**WRITTEN EXERCISE 1:** Copy out every line of the entries that follow the PCA passage, character for character.

**SELECTED EXTRACT:**
------------------------------------------------

There are at least two important applications of PCA in data mining. The first obvious application is dimensionality reduction as a preprocessing step prior to the application of other (possibly supervised) algorithms that can benefit from operating on a lower dimensional space, for a variety of reasons that relate to the different challenges associated with high dimensional spaces.
Another important application of PCA in data mining is visualisation. For \(n\)-dimensional data sets where \(n>3\), the data cannot be directly visualised in the original coordinates space. If the first 2 or 3 components can accurately represent the data, containing most of the PVE, then the corresponding 2D or 3D plot can be used as a reasonable, approximate visualisation of the data.
As an example, let’s consider once again the Page Blocks data set from the UCI Data Repository, as well as its representation as a binary outlier detection problem (inlier = “0” vs outlier = “1”).
PageBlocks <- read.table("page-blocks.csv", header=FALSE, sep="", dec=".")
PB_Predictors <- scale(PageBlocks[,1:10]) # 10 Predictors (V1 to V10) normalised
PB_class <- PageBlocks[,11] # Class labels (V11)
PB_class <- ifelse(PB_class == 1,0,1) # Inliers (class "1") = 0, Outliers (classes "2", "3", "4", "5") = 1
By applying PCA to the 10-dimensional space of the predictors, we can see that the first 2 components alone explain almost 60% of the variance:
PCA_PageBlocks <- prcomp(PB_Predictors, scale = TRUE)
(PVE <- (PCA_PageBlocks$sdev^2)/sum(PCA_PageBlocks$sdev^2))
## [1] 0.417521176 0.161574969 0.146737436 0.096284858 0.064793304
## [6] 0.042132200 0.034274913 0.026323278 0.008870243 0.001487621
It is interesting to visualise the data in these two principal components, Pc1and PC2, with the ground truth outliers (according to the class labels) highlighted in blue:
PCA_2D_dat <- as.data.frame(PCA_PageBlocks$x[,1:2])
g_PCA <- ggplot() + geom_point(data=PCA_2D_dat, mapping=aes(x=PC1, y=PC2), shape = 19)
(g_ground_truth <- g_PCA +
geom_point(data=PCA_2D_dat[PB_class==1,], mapping=aes(x=PC1,y=PC2), shape=19, color="blue", size=2))
Fig. 13. Page Blocks data set (2 principal components): ground truth outliers are highlighted in blue
Fig. 13 suggests that the data, at least as approximated by the first 2 principal components, follows a “comet-like” shape, consisting of a dense cluster with a tail of scattered outliers. We can notice that a large fraction of these scattered outliers in the tail are indeed outliers according to the class labels (in blue). However, many observations that are labeled as outliers according to the class labels actually fall deep inside the cluster, and as such they are unlikely to be detected as outliers by an unsupervised outlier detection method if this is a trustworthy representation of the full 10-dimensional data space. This probably explains why unsupervised outlier detection methods such as KNN Outlier, LOF and GLOSH cannot reach precision@n values much higher than 0.5 for this data set.

------------------------------------------------

**WRITTEN EXERCISE 2:** Does the PCA passage support each of these statements? (a) The first two components explain almost 60% of the variance. (b) The ground truth outliers are marked in red. (c) Every observation labeled as an outlier lies in the scattered tail. For each, answer yes or no and quote the deciding words of the passage.

------------------------------------------------

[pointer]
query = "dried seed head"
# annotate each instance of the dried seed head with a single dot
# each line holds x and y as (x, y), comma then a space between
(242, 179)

------------------------------------------------

**FULL RESPONSE 1:**
[pointer]
query = "dried seed head"
# annotate each instance of the dried seed head with a single dot
# each line holds x and y as (x, y), comma then a space between
(242, 179)

**FULL RESPONSE 2:**
(a) Yes: "the first 2 components alone explain almost 60% of the variance"
(b) No: "ground truth outliers are highlighted in blue"
(c) No: "many observations that are labeled as outliers according to the class labels actually fall deep inside the cluster"